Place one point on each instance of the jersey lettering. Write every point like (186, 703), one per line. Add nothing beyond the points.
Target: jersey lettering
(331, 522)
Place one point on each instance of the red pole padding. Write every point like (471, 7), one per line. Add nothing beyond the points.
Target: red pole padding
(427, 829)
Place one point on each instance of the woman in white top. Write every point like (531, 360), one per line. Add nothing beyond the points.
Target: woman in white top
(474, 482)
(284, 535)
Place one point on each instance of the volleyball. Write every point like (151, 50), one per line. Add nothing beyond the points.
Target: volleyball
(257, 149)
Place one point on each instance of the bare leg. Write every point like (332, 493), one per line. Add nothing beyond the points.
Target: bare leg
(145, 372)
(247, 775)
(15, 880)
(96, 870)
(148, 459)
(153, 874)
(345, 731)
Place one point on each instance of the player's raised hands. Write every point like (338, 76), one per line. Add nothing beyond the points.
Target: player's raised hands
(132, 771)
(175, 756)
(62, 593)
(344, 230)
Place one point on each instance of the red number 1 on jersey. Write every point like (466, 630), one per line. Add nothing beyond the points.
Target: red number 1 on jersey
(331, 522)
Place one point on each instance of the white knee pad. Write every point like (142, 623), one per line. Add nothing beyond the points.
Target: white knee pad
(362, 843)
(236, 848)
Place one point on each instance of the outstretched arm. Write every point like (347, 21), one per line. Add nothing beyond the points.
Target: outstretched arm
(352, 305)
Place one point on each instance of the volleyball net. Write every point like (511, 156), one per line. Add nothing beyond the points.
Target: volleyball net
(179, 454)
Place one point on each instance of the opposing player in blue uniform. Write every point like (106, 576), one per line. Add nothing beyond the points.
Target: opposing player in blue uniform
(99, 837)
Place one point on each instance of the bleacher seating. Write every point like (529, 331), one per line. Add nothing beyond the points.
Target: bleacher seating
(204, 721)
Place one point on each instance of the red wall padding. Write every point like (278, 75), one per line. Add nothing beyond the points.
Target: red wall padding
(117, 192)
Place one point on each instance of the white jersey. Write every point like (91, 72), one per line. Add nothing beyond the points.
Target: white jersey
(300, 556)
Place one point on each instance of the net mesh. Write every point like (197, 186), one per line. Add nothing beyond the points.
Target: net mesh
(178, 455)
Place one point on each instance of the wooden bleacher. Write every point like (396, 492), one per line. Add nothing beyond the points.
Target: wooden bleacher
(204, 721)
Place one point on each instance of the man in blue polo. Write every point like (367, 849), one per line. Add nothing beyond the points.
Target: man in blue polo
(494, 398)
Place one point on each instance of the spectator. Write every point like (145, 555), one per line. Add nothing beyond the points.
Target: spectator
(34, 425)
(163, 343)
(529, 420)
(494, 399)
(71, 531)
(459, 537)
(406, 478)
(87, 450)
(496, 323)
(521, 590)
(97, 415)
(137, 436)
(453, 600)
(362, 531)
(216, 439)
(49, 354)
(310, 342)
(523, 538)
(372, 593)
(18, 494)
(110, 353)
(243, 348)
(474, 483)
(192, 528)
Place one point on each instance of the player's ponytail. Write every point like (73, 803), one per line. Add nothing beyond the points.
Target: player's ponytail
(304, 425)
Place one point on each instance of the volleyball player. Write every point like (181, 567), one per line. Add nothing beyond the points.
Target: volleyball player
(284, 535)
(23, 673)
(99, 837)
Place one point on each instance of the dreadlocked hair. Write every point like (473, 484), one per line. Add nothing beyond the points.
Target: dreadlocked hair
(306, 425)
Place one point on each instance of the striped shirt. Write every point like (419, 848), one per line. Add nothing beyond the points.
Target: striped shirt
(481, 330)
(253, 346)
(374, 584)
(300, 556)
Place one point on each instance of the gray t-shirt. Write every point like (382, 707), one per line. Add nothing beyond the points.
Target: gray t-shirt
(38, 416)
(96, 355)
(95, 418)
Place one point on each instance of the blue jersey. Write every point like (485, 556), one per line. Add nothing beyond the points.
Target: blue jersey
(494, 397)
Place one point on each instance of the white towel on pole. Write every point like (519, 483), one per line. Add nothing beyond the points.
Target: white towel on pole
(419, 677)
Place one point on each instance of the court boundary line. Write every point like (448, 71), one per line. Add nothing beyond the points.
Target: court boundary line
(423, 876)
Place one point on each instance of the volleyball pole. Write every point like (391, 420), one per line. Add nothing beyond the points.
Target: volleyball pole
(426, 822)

▸ Aim: Reproduce the data above word for word, from the first line through the last.

▸ Response to this task:
Place one point on each instance of the jersey lettering. Write every point like (186, 703), one per line. Add nothing beyond the points.
Target: jersey lettering
(331, 522)
Place one point on each instance of the red pole padding. Write every point like (471, 7), one per line. Add nothing beyond the points.
Target: red pole padding
(427, 829)
Place one point on each instance of the woman in white top. Write every point like (531, 360), one per line. Add nothing beyond the points.
Target: woman in white top
(474, 482)
(284, 535)
Place one point on each instance of the volleyball. Write every point like (151, 50), one per line. Add nothing beyond the points.
Target: volleyball
(257, 149)
Place one point on each instance of the bare leg. Write every point like (332, 493), one per line. Add nothing beyond the points.
Target: bare leg
(145, 372)
(247, 775)
(15, 880)
(96, 870)
(148, 459)
(153, 874)
(345, 731)
Place one point on each instance of the player's raised hands. Write every point like (338, 76), one per line. Add nothing beyond the points.
Target: player's raised hands
(132, 771)
(175, 756)
(62, 593)
(344, 230)
Place one point on each instance of the red number 1 on jersey. Write every point like (466, 630), one per line. Add nothing beyond the points.
Target: red number 1 on jersey
(331, 522)
Place one point on each instance of the white knee pad. Write every point like (142, 623), one per line. Add nothing beyond the points.
Target: white knee pad
(362, 843)
(236, 848)
Place one point on each instance of the outstretched arm. Write every point like (347, 21), one per line. Add nothing beyond the points.
Target: outstretched arm
(352, 305)
Place one point on each instance of the volleyball net. Write every point like (511, 156), one per line. Add nothing beyond the points.
Target: volleyball net
(179, 454)
Place one point on each instance of the opposing player in blue uniform. Write every point like (106, 576), one per line. Add nothing beyond the points.
Target: opposing player in blue uniform
(99, 837)
Place one point on each instance of the bleacher seating. Write every point like (529, 331), one per line. Add nothing beyond the points.
Target: bleacher seating
(204, 721)
Place one point on each instance of the red wall padding. Write every point like (278, 75), one per line. Add nothing beyond the points.
Target: red wall padding
(117, 192)
Place one point on each instance of the white jersey. Write every point like (91, 72), one per line. Add nothing beyond the points.
Target: white jersey
(300, 556)
Place one point on each instance of the net mesh. Write every point like (197, 186), one per line. Add nothing beyond the points.
Target: net mesh
(178, 455)
Place one point on each instance of the wooden bleacher. Write every point like (396, 492), one per line. Add nothing beyond the points.
Target: wooden bleacher
(204, 721)
Place one point on each instance of the man in blue polo. Write every point like (367, 849), one per line. Add nothing beyond the points.
Target: man in blue polo
(494, 398)
Place one point on each instance of the spectator. Write every point like (145, 555), one per line. Add nothing beyond the points.
Target: spectator
(34, 425)
(163, 343)
(529, 420)
(494, 399)
(71, 531)
(459, 537)
(406, 478)
(87, 450)
(496, 323)
(521, 590)
(97, 415)
(137, 436)
(453, 600)
(362, 531)
(216, 439)
(49, 354)
(310, 342)
(523, 538)
(372, 593)
(18, 494)
(110, 353)
(243, 348)
(474, 483)
(192, 528)
Place one point on each instance of the player's ponytail. Write every point like (73, 803), one per line. Add nothing beyond the points.
Target: player's ponytail
(304, 425)
Place one point on each instance of the volleyball player. Write every point like (181, 567), one per line. Add nothing beyond the points.
Target: volleyball player
(284, 535)
(23, 673)
(99, 837)
Place one point on each instance of the dreadlocked hair. Write every point like (473, 484), one per line. Add nothing beyond the points.
Target: dreadlocked hair
(306, 425)
Place one point on each instance of the striped shirt. Write every point like (419, 848), one per line. Add nothing beyond the points.
Target: striped shirt
(481, 330)
(253, 346)
(374, 584)
(300, 556)
Place one point on each instance of the gray t-shirt. Write every point like (382, 707), one per line. Add nothing beyond the points.
Target: gray t-shirt
(38, 416)
(96, 355)
(95, 418)
Place one point on each instance of the blue jersey. Write every point like (485, 556), one per line. Add nothing beyond the points.
Target: blue jersey
(494, 397)
Place one point on each instance of the white towel on pole. Write every point like (519, 483), one per line. Add nothing beyond the points.
Target: white towel on pole
(419, 677)
Place one point on each instance of the court boundary line. Write every point like (448, 71), one per line. Add nothing beyond the points.
Target: court boundary line
(423, 876)
Place one point on each instance of the volleyball pole. Write every point like (391, 420), one per line. Add nothing beyond the points.
Target: volleyball pole
(426, 822)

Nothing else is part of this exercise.